What to work on: Reproduce every record below exactly as written, leaving out any pictures.

Given data:

+ + + +

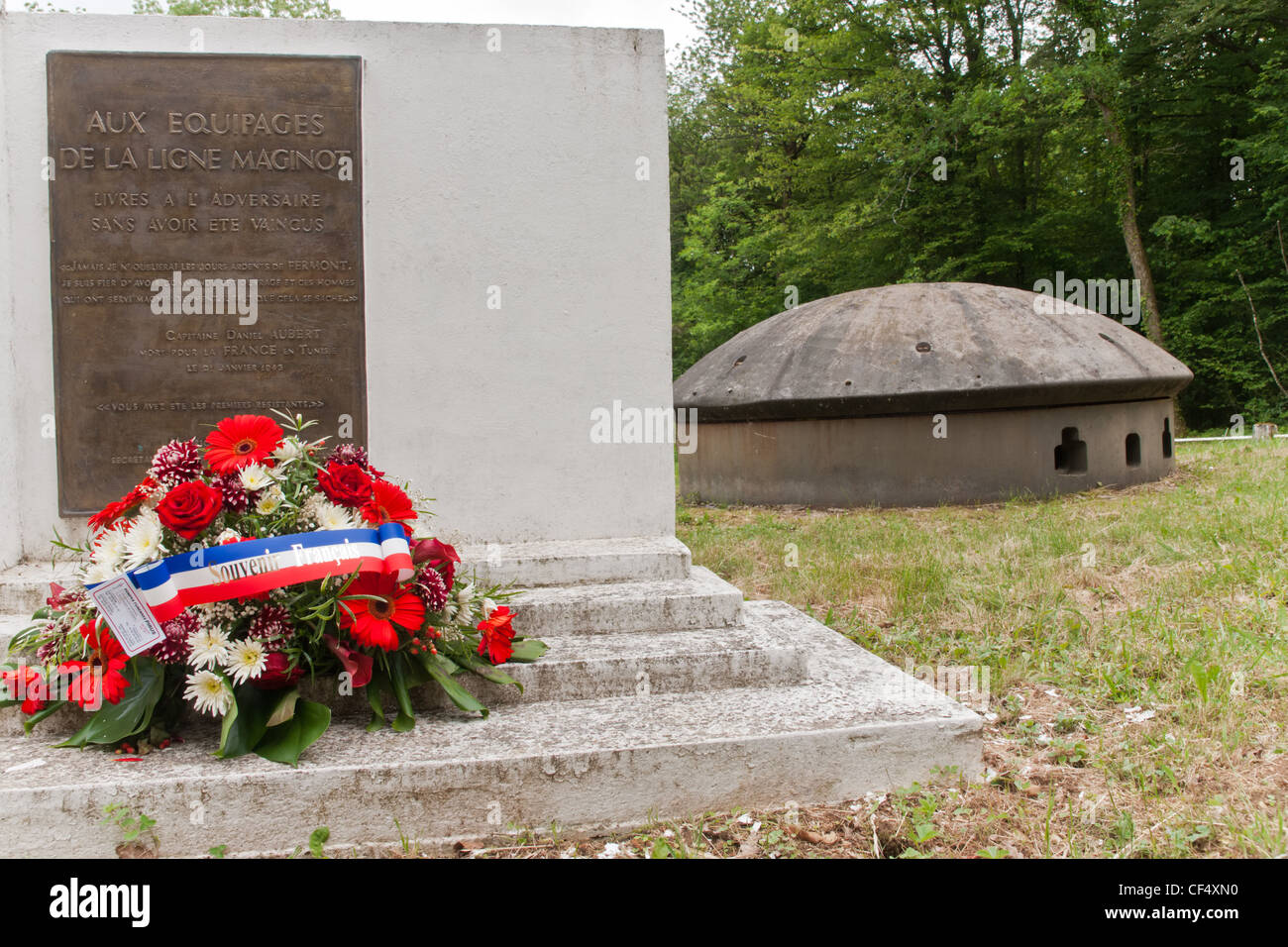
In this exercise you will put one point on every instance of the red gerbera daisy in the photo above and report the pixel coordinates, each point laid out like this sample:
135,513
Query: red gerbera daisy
26,684
387,504
373,618
237,442
99,678
127,504
497,641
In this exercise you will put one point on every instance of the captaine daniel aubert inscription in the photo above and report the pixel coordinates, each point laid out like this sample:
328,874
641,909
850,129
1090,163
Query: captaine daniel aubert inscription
206,253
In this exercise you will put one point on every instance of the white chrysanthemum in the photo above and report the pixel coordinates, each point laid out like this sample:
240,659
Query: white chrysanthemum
269,501
462,605
207,693
143,540
290,449
98,573
256,476
330,515
245,660
209,648
110,548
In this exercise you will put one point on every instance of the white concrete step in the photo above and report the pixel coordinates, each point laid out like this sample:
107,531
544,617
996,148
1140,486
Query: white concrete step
699,600
703,599
855,724
593,667
572,562
25,587
580,667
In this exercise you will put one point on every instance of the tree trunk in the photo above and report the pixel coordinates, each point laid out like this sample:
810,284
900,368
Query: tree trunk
1131,227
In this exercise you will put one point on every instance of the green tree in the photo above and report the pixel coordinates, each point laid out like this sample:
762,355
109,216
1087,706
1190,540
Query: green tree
294,9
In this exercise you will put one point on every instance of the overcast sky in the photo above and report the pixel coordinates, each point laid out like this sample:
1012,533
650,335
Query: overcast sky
626,13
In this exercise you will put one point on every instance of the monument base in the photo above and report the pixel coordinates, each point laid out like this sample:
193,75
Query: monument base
662,694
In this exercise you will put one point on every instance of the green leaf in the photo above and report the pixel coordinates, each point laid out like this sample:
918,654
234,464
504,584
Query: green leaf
284,709
487,671
246,720
462,697
527,650
132,714
317,839
406,718
284,742
374,690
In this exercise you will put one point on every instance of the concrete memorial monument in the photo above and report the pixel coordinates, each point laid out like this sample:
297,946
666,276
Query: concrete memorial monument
220,193
509,256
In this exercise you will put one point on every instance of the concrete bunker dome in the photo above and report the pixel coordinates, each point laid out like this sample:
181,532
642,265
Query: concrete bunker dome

+ + + +

Reply to the exercise:
In this exercise you will put one point on every instance of the red gerbera daisy in the photo above and report the pixel coordinates, each point laid out like this sample:
135,513
Query: red gerbera daisy
26,684
387,504
373,618
237,442
99,678
127,504
497,641
In this exercise you will put one point on every instance of the captaine daniel aubert inscription in the photo above and report the pixel coordinates, each point laid out like this sample:
328,874
641,909
850,129
1090,163
Query: captaine daniel aubert inscription
206,253
In this exercise you will put one point on every instance of the white chrysanthemum in the photo above and report the pixel coordinates, each point laid out like this sample:
240,659
Query: white chrysanthemum
269,501
462,605
207,693
143,540
290,449
98,573
256,476
330,515
245,660
209,648
110,548
In this exercise you will put one point on every instance of the white concrete step in the photo above and report the pixel coordinates, each point laid out like this sample:
107,531
544,617
996,148
1140,486
Query: white concrete step
699,600
703,599
855,724
593,667
572,562
25,587
580,667
In this exercise you will put one point on every instance of the tree trunk in the photo above and report the pixel coordinates, each point laid out like this sample:
810,284
900,368
Query: tree trunk
1131,227
In this exercise you will put one point on every instance of the green tree in the photo above and report the pixel coordinates, each point laid out like this sample:
762,355
109,216
1087,706
1190,540
Query: green tree
294,9
In this exercise you will put one point on every instance of the overcast sky in the photo above and report the pixel coordinates, each point laid out like this sample:
1012,533
650,335
Query: overcast sky
626,13
In this exercise you will put one point on every instance of the monument base in the photo above and report the pixel coordinates, each point laid out like this sample:
193,75
Query: monument base
662,694
In this exercise you will put one point on every instance of the green leaf in the photo above and report the pixel coordinates, each point laid out like this sample:
918,654
234,464
504,584
Query: green leaf
284,709
487,671
246,720
462,697
527,650
132,714
317,839
406,718
284,742
374,690
In this exercise you will put one point on every instance of the concrete memorial monument in the photo above and report the pixel coordinates, each point laid out like this sample:
297,946
666,276
Query: concrete memorial monument
220,193
509,256
In this exercise you will put one point on every instance of the concrete bunker dome in the photo above and report the pixel coordinates, each point laid out like this sample:
181,532
642,265
Query: concrete bunker dome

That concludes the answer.